**WHAT THIS TASK INVOLVES:** Your output must consist of the records printed verbatim, with the pictures excluded.

** Opening SUPPLIED RECORDS block **

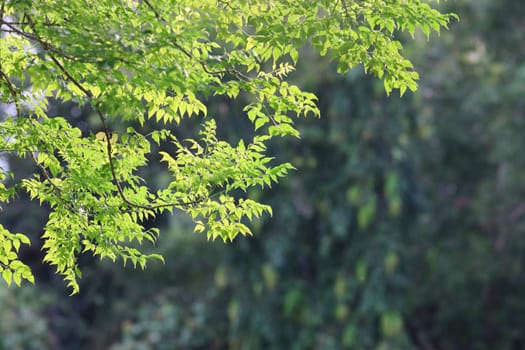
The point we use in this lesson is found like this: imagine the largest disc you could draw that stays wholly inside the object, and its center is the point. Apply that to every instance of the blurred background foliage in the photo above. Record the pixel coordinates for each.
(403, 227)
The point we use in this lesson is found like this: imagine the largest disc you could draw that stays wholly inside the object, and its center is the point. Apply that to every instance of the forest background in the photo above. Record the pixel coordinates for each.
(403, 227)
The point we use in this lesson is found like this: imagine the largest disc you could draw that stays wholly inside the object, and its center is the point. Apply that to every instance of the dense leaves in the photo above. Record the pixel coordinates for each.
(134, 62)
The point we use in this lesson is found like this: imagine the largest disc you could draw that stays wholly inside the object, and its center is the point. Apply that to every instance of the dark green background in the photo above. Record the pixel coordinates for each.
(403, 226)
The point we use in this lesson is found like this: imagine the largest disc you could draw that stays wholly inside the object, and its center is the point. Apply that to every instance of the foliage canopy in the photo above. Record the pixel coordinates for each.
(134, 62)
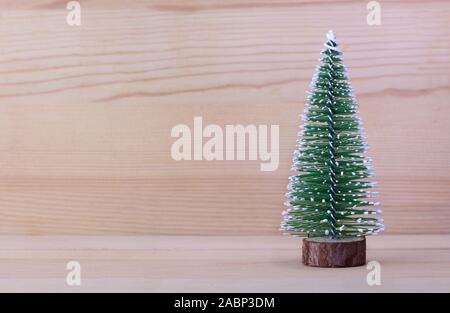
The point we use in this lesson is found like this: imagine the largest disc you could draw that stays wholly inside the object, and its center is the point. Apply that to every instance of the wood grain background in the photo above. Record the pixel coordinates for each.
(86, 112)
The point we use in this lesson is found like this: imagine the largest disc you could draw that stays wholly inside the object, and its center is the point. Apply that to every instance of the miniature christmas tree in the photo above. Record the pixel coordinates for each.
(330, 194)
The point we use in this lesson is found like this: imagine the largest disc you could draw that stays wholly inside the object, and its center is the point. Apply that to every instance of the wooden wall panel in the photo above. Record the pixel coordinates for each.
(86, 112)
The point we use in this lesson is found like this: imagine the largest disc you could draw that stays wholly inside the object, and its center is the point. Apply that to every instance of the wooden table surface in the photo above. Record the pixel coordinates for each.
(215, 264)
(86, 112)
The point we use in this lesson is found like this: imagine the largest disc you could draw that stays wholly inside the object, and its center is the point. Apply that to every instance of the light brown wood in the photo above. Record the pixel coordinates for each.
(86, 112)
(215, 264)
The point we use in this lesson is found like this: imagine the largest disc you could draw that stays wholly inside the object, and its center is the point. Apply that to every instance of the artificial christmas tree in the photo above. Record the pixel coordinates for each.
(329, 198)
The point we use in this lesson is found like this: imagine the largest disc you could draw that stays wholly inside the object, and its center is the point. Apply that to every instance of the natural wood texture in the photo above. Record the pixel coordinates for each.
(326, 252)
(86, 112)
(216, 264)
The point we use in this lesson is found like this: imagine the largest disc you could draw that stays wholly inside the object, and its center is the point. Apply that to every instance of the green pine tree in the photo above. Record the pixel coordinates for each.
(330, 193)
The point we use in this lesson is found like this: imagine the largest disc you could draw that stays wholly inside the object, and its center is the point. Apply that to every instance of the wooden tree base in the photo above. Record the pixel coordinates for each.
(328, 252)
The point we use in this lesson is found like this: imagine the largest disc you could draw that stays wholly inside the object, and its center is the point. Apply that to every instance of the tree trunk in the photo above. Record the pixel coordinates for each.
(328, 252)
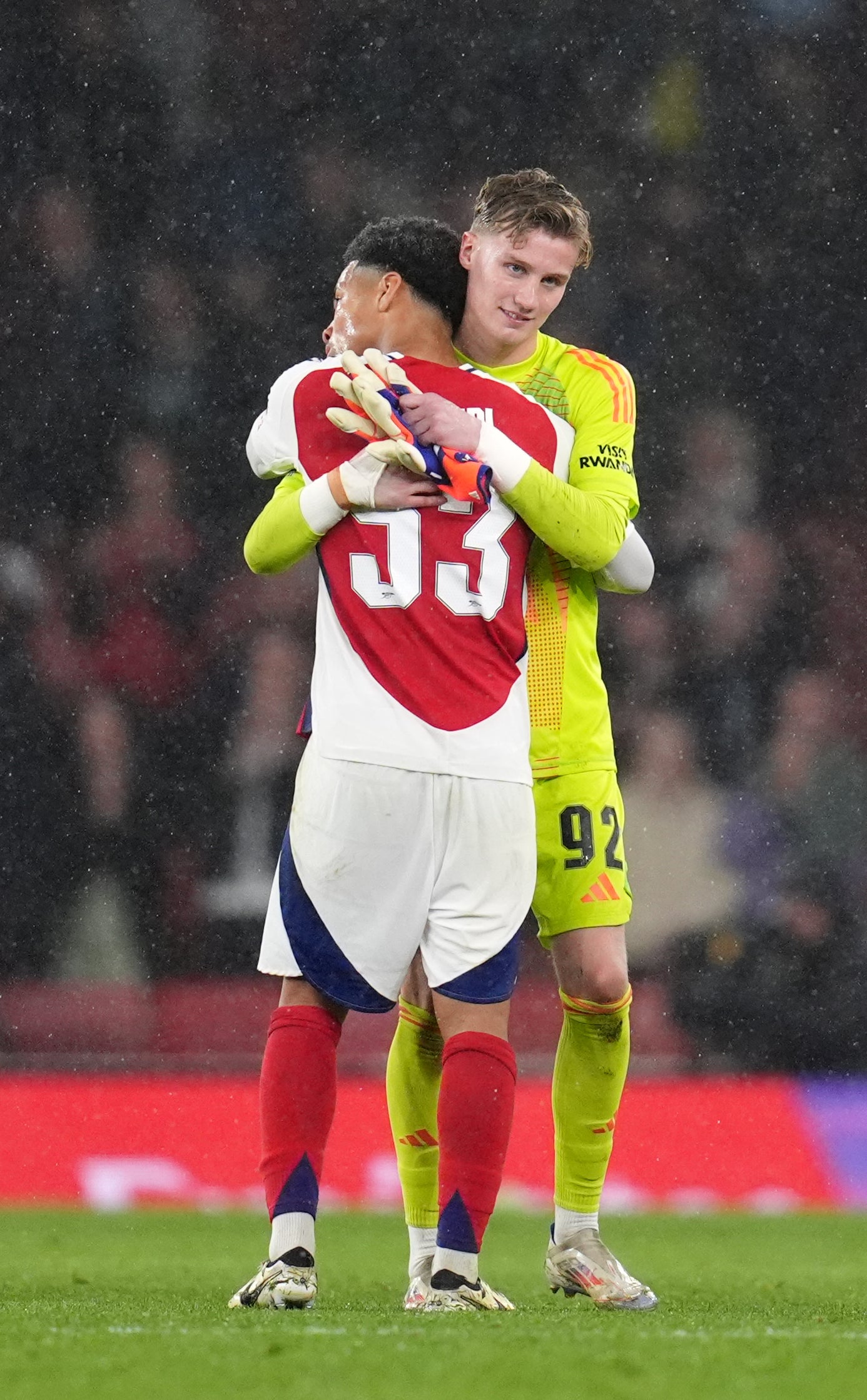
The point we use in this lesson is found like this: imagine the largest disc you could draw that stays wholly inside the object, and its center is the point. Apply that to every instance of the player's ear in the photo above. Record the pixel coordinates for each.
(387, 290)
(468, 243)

** Closing SUPPLIED RECORDS block **

**OUTPUT:**
The point we use in this lesson is found like this: imagine the largest disc you could draw that stays wholly inside the object, and its center is the point. Apply that to every instance of the blurred background foliage in the photo above. Record the pixel coordinates for each.
(403, 227)
The point we use in this lesson is found like this: imagine the largest disc you could draw that stays wholly inside the object, and its center is the point. Apply that to every instance of the forest background in the photo above. Record the pixel coordinates for each.
(403, 227)
The point we use in this lesson is found like this: imagine the largest disc you could draw that stays wholly inside the object, and its center is the point. Apply that to every instance of the dense leaves in the photo above. Record the pixel coordinates for each.
(134, 62)
The point we use in this lesson is found like this: imagine the largest disc you could draw that stays wholly inside the object, and its center is the point. Apply that to every instance of the dark green background in the photo above. Record the pixel coordinates for each.
(403, 226)
The point we use in this lesson is found like this: imagine the largest disc you could draw that stays wholly inside the object, and its center is the point. Apply that to every instance of the foliage canopy in the photo above. Record the pixel coordinates for each.
(134, 62)
The point we use in this lesson is found like this: imagine the largest disc you could draw that stays wholly inside the object, and its center is the point. Apply that to every instance of the wood grain background in the photo above. Record the pixel coordinates for each.
(86, 112)
The point we use in this lesson is found like this: imagine the largest disc you could draw that stays wholly inside the object, and its center is the point. Apply that to every instance of the miniature christmas tree in the photo above. Record the pixel coordinates for each.
(330, 194)
The point we use in this lesson is found like this: imagine the largest disc you could draw that stays wholly inside the object, and its center is the point. Apply that to every instance of the wooden wall panel in the photo above. Record the pixel coordinates for each.
(86, 112)
The point we use in this lesson is found like this: imagine the largest disc you could draw that stays wholly inside the object, and its center is the point. Apply that to every instance of the wooden table surface in the photo above. Record the pixel coordinates for each.
(215, 264)
(86, 112)
The point we use in this lesson is found like this: imagine the largest disc you could draw that stays wholly inside the object, and its center is the point. Apply that to every instance of the light brown wood in the photo above. Record the pixel coordinates for each.
(86, 112)
(215, 264)
The point we use in this lesson is found like this: imagine the largest disc you could draw that stays wholly inside the object, and its center is the point. Apply that to every instance of the artificial christmas tree in the photo above. Record the pixel coordinates for each.
(329, 198)
The point we use in this lesson is found like this: imagine the largest disc you could draw that stays wholly inside the object, and its center is the point. Apply that to every instance of the natural wood texture in the photo above. Record the pixel coordinates for each.
(326, 252)
(86, 112)
(216, 264)
The point we use in this lesson is found like this: imagine the largest disc you could draw that stays wholly inside the object, and its center is the point. Apply that to every instance of the green pine tree in the photo above. Record the pixel coordinates for each.
(330, 193)
The point we use in this lesson is found like this: imagine the largest disc you could draw that stays wholly inside the object, and its center is the point. Apply that to every instance of the wooden tree base in the photo above. Record the pixel coordinates for each.
(328, 252)
The point we use in this lesson is found like this: imagine the largest disc you could draw that stays wholly inside the object, and its center is the point. Apply that to every instance of the tree trunk in the photo above. Record the pixel coordinates for each.
(328, 252)
The point we use in this lesson is found like this: imagine the largest disc you could draw that stays wholly inside the object, and its center is the point. Apply that to every instance of the player's ear in the photo above. Record the pixel coordinates for each.
(387, 290)
(468, 243)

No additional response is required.